> [Goal]: Your job is to retype all of the data word for word, leaving every image out.

─── Records for the task

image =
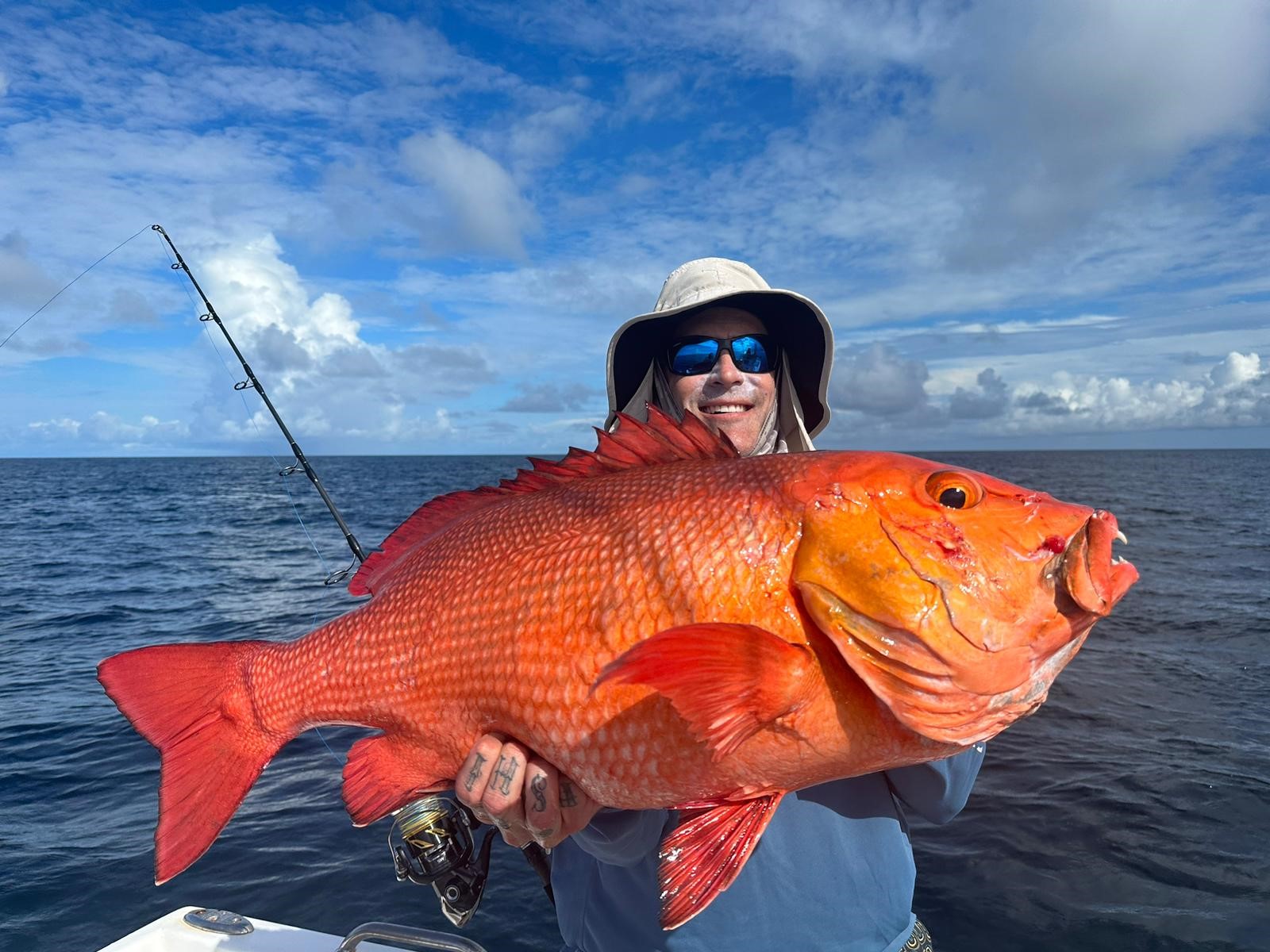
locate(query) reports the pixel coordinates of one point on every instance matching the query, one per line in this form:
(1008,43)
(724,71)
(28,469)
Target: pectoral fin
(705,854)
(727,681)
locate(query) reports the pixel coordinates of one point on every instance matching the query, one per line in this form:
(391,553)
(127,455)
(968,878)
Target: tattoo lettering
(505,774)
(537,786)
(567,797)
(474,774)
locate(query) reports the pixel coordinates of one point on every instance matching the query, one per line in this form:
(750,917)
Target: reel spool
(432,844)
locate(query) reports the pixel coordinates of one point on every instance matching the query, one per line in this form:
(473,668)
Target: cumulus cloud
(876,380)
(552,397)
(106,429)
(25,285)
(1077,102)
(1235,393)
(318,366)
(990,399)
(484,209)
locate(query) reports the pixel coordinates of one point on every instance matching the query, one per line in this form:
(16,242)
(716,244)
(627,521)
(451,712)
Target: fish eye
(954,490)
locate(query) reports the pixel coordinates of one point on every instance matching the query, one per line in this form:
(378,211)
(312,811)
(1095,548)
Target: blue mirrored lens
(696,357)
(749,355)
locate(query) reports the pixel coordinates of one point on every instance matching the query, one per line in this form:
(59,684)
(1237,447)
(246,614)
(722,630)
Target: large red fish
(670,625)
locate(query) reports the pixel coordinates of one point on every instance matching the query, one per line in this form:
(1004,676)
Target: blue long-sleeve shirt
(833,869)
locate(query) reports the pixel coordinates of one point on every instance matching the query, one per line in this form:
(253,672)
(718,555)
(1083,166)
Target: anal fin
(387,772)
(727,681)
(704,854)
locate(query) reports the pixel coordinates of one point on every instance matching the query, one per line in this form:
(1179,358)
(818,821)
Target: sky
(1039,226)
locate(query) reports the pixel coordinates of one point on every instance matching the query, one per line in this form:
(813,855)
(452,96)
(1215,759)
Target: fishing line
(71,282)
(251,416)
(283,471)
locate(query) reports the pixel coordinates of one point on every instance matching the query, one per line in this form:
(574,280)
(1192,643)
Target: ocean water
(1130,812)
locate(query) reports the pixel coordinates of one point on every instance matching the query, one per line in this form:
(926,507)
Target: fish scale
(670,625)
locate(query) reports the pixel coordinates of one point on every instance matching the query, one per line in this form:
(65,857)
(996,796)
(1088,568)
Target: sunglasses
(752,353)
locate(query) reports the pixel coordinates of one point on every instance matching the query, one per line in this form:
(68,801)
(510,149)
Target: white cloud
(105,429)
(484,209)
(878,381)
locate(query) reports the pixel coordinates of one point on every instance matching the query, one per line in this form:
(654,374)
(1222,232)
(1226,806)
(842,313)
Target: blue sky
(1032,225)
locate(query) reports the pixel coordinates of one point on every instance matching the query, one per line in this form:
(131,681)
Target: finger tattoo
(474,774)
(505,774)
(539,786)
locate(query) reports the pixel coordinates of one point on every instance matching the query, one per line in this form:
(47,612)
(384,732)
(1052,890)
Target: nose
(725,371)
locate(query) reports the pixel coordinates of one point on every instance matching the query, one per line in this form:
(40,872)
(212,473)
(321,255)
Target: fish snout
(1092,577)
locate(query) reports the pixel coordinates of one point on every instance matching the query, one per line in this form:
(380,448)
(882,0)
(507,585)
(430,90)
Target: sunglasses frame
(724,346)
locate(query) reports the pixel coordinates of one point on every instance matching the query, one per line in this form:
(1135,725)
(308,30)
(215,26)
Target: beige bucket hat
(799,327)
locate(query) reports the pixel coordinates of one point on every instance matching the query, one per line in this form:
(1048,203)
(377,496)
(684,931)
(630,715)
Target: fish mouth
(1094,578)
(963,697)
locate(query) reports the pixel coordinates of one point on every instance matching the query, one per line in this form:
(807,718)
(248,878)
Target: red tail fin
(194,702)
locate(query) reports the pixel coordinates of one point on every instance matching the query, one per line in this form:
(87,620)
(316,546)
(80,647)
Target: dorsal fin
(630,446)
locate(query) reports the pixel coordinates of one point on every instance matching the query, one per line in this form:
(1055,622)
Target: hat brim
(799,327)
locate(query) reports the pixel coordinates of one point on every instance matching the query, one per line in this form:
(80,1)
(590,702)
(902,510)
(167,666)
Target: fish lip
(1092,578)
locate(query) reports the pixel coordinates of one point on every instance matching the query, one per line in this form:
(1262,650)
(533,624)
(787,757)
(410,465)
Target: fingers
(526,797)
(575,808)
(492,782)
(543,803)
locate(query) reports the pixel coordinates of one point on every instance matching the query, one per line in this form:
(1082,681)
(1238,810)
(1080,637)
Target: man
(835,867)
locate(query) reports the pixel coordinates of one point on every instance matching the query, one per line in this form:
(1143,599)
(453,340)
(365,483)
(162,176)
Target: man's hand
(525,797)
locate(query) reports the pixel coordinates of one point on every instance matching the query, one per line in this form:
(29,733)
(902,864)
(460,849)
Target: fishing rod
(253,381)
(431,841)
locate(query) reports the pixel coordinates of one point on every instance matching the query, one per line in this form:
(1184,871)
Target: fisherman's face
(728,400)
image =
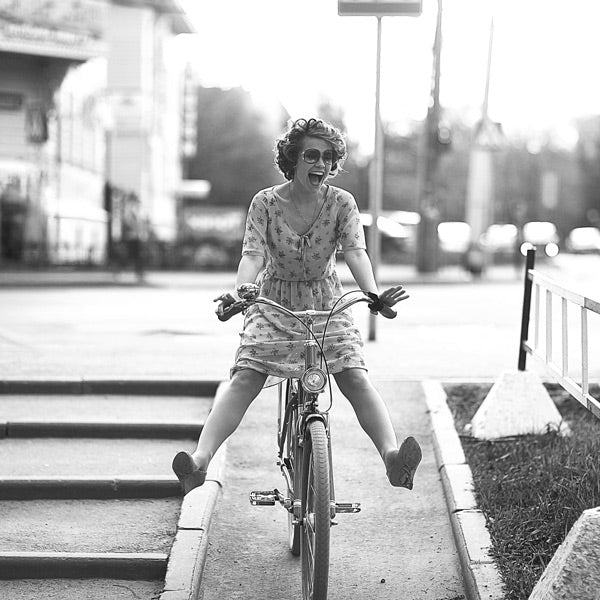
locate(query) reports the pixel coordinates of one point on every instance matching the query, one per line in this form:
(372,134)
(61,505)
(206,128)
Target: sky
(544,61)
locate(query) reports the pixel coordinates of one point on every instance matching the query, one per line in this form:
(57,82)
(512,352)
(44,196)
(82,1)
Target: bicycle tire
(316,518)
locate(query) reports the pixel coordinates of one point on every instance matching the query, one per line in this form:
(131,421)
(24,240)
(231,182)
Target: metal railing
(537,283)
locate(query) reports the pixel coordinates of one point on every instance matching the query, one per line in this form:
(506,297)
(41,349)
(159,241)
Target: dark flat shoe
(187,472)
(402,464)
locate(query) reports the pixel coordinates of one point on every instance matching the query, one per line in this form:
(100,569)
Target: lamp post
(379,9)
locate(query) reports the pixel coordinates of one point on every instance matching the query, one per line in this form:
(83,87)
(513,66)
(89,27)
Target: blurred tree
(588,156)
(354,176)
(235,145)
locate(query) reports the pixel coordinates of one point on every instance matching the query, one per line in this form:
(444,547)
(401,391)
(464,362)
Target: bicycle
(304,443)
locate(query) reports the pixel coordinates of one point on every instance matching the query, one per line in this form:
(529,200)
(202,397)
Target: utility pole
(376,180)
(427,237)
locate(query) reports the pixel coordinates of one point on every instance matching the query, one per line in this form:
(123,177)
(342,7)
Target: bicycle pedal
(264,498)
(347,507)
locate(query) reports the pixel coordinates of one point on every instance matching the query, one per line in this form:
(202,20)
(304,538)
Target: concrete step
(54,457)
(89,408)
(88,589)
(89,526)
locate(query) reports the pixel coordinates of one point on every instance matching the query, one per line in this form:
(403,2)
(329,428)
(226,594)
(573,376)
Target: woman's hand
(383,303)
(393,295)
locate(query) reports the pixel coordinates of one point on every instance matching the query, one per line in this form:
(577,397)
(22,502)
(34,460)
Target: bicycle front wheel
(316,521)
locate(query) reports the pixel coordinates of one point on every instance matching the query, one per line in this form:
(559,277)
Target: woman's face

──────

> [Answer below]:
image =
locate(query) reports the pixel coordinates of one point on every instance matching the query, one per line in this form:
(1008,43)
(724,71)
(28,469)
Target: pectoral fin
(705,854)
(727,681)
locate(query) reports the pixel coordinates of one point on every instance matching the query, one per line in this form:
(391,553)
(127,455)
(968,878)
Target: tattoo lettering
(505,774)
(537,786)
(567,797)
(474,774)
locate(query) reports the pixel coordinates of one point on every instance matching the query, one per line in this form:
(750,917)
Target: reel spool
(432,844)
locate(query) reports the pixel coordinates of one point on every instance matching the query, one per line in this form:
(473,668)
Target: cumulus cloud
(876,380)
(552,397)
(106,429)
(25,285)
(1077,102)
(1235,393)
(318,366)
(990,399)
(484,209)
locate(query) reports the pixel coordinates of one point on every instance matching the query, one per line in this form:
(16,242)
(716,244)
(627,521)
(451,712)
Target: fish eye
(954,490)
locate(query) reports the pixel coordinates of one point on every instance matching the query, one per line in this form:
(378,211)
(312,811)
(1095,548)
Target: blue mirrored lens
(696,357)
(749,355)
locate(query) reports the pixel coordinates of one point on every instance matching the query, one per line in this form:
(59,684)
(1237,447)
(246,614)
(722,630)
Target: large red fish
(670,625)
locate(query) reports the pixel coordinates of one point on every instance matching the query, one per line in this form:
(1004,676)
Target: blue long-sleeve shirt
(833,869)
locate(query) reports the pixel coordinates of one point on every instance matching the query, one per line in this form:
(253,672)
(718,555)
(1083,166)
Target: anal fin
(387,772)
(727,681)
(704,854)
locate(query) reports the pixel coordinates of one point on every instance matching the query, one per line in this form:
(1179,358)
(818,821)
Target: sky
(1039,226)
locate(query) reports the pixel coordinates of one point on every instance matching the query, one per line in this form:
(813,855)
(452,96)
(1215,759)
Target: fishing line
(71,282)
(251,416)
(283,471)
locate(query) reports the pixel coordinates of one point on every instance matching the query, one per line in this form:
(574,280)
(1192,643)
Target: ocean water
(1130,812)
locate(query) reports the pixel coordinates of one point on every instance matching the query, one per line in this form:
(926,507)
Target: fish scale
(670,625)
locate(query) reports the pixel coordinates of one point on every instance matching the query, one per line in this form:
(65,857)
(996,796)
(1088,568)
Target: sunglasses
(752,353)
locate(query) reports the pixel coordinates of one point on every instance matching the query, one per line in this form:
(68,801)
(510,149)
Target: white cloud
(105,429)
(484,209)
(878,381)
locate(query) reports the pixel coordinates of one point on every instance matching the query, one per line in this form:
(654,374)
(1222,232)
(1226,806)
(842,313)
Target: blue sky
(1032,225)
locate(query) reports the pixel coordinates of one point on every instance matching the query, one per line in this form:
(131,681)
Target: finger tattoo
(474,774)
(505,774)
(539,786)
locate(query) reports the pixel coordinates of one point on every instance matching the query, one per line in this form:
(47,612)
(384,732)
(1052,890)
Target: nose
(725,371)
locate(query) reports the pixel coordinates of one point on every instance matching the query, one per line in this form:
(40,872)
(212,473)
(321,255)
Target: fish snout
(1092,577)
locate(query) reports the pixel coordinates of one point on every instance matching the query, one per line in this form:
(380,448)
(882,0)
(507,585)
(430,90)
Target: sunglasses frame
(724,346)
locate(query) reports the pixel coordinates of one point on every instance matching the query, one per line in this form:
(1135,725)
(308,30)
(215,26)
Target: beige bucket hat
(799,327)
locate(query) reports the pixel coordinates of one point on every instance matching the query, one per line in this form:
(1048,203)
(377,496)
(684,931)
(630,715)
Target: fish mouth
(1094,578)
(963,697)
locate(query) reports the pixel coordinates of one point on every instance matching the query, one per line in this form:
(807,718)
(248,878)
Target: red tail fin
(194,702)
locate(query) reports the pixel coordinates of one point on every instance matching the query, one per line in this form:
(87,620)
(316,546)
(80,647)
Target: dorsal fin
(630,446)
locate(query) reports the pixel coordinates of one point on every instance matching the query, one per line in this form:
(1055,622)
Target: hat brim
(799,327)
locate(query) reports the pixel coordinates of one point on every instance matching the query, one per line in this form:
(80,1)
(590,702)
(902,510)
(167,666)
Target: fish lip
(1092,578)
locate(query) reports the pixel coordinates of one point on every instance matching the query, one per line in this form:
(1262,650)
(533,624)
(787,757)
(410,465)
Target: fingers
(526,797)
(575,808)
(492,782)
(543,803)
locate(query) reports the pixel coordinates of one point on every instance matching the query, one per line in this form:
(1082,681)
(1238,810)
(1080,637)
Target: man
(835,867)
locate(query) reports the pixel coordinates of one point on every instance matching the query, one per line in this form:
(1143,599)
(453,340)
(365,483)
(162,176)
Target: man's hand
(525,797)
locate(query) reports the pixel coordinates of one point on every instance matching the query, one per line in this form:
(29,733)
(902,864)
(460,849)
Target: fishing rod
(253,381)
(431,841)
locate(query) reports the pixel coordinates of one point on every instance matching the query, one per line in this form:
(1184,871)
Target: fisherman's face
(728,400)
image =
locate(query) reports the pixel coordinates of one point on every instance matching the query, one per line in this form:
(372,134)
(61,505)
(206,128)
Target: sky
(544,61)
locate(query) reports the pixel coordinates of one point on every instance matching the query, one per line in this form:
(57,82)
(512,352)
(44,196)
(82,1)
Target: bicycle tire
(316,518)
locate(query) reports the pixel coordinates of one point on every instance matching the query, one per line in this form:
(131,421)
(24,240)
(231,182)
Target: metal railing
(537,283)
locate(query) reports the pixel coordinates of one point on every instance matching the query, one per line in this form:
(506,297)
(41,349)
(159,241)
Target: dark flat shoe
(187,472)
(402,464)
locate(query) reports the pixel coordinates of one point on every instance matching the query, one per line in this form:
(100,569)
Target: lamp post
(379,9)
locate(query) reports the pixel coordinates of one point on every instance matching the query, one per line in this form:
(83,87)
(513,66)
(89,27)
Target: blurred tree
(588,156)
(354,176)
(235,145)
locate(query) reports the pixel coordinates of one point on every instance matching the query, one per line in this form:
(444,547)
(401,391)
(464,362)
Target: bicycle
(304,443)
locate(query) reports the pixel coordinates of one point on every instance matching the query, one per line in this form:
(529,200)
(202,397)
Target: utility pole
(376,180)
(427,237)
locate(query) reports the pixel coordinates of one point on every instance matching the query, one per line in this form:
(123,177)
(342,7)
Target: bicycle pedal
(264,498)
(347,507)
locate(query) reports the pixel coordinates of one point on every instance matching the query, one per line in this form:
(202,20)
(304,538)
Target: concrete step
(54,457)
(89,408)
(88,589)
(89,526)
locate(query) reports the pixel coordinates of one point on every instance matching the query, one per line in this form:
(403,2)
(329,428)
(226,594)
(573,376)
Target: woman's hand
(383,303)
(393,295)
locate(query) reports the pixel coordinates of one point on every instance matching the query, one per line in this form:
(577,397)
(22,502)
(34,460)
Target: bicycle front wheel
(316,521)
locate(query) reports the pixel coordinates of one point on every instance matching the query, one per line in this form:
(559,277)
Target: woman's face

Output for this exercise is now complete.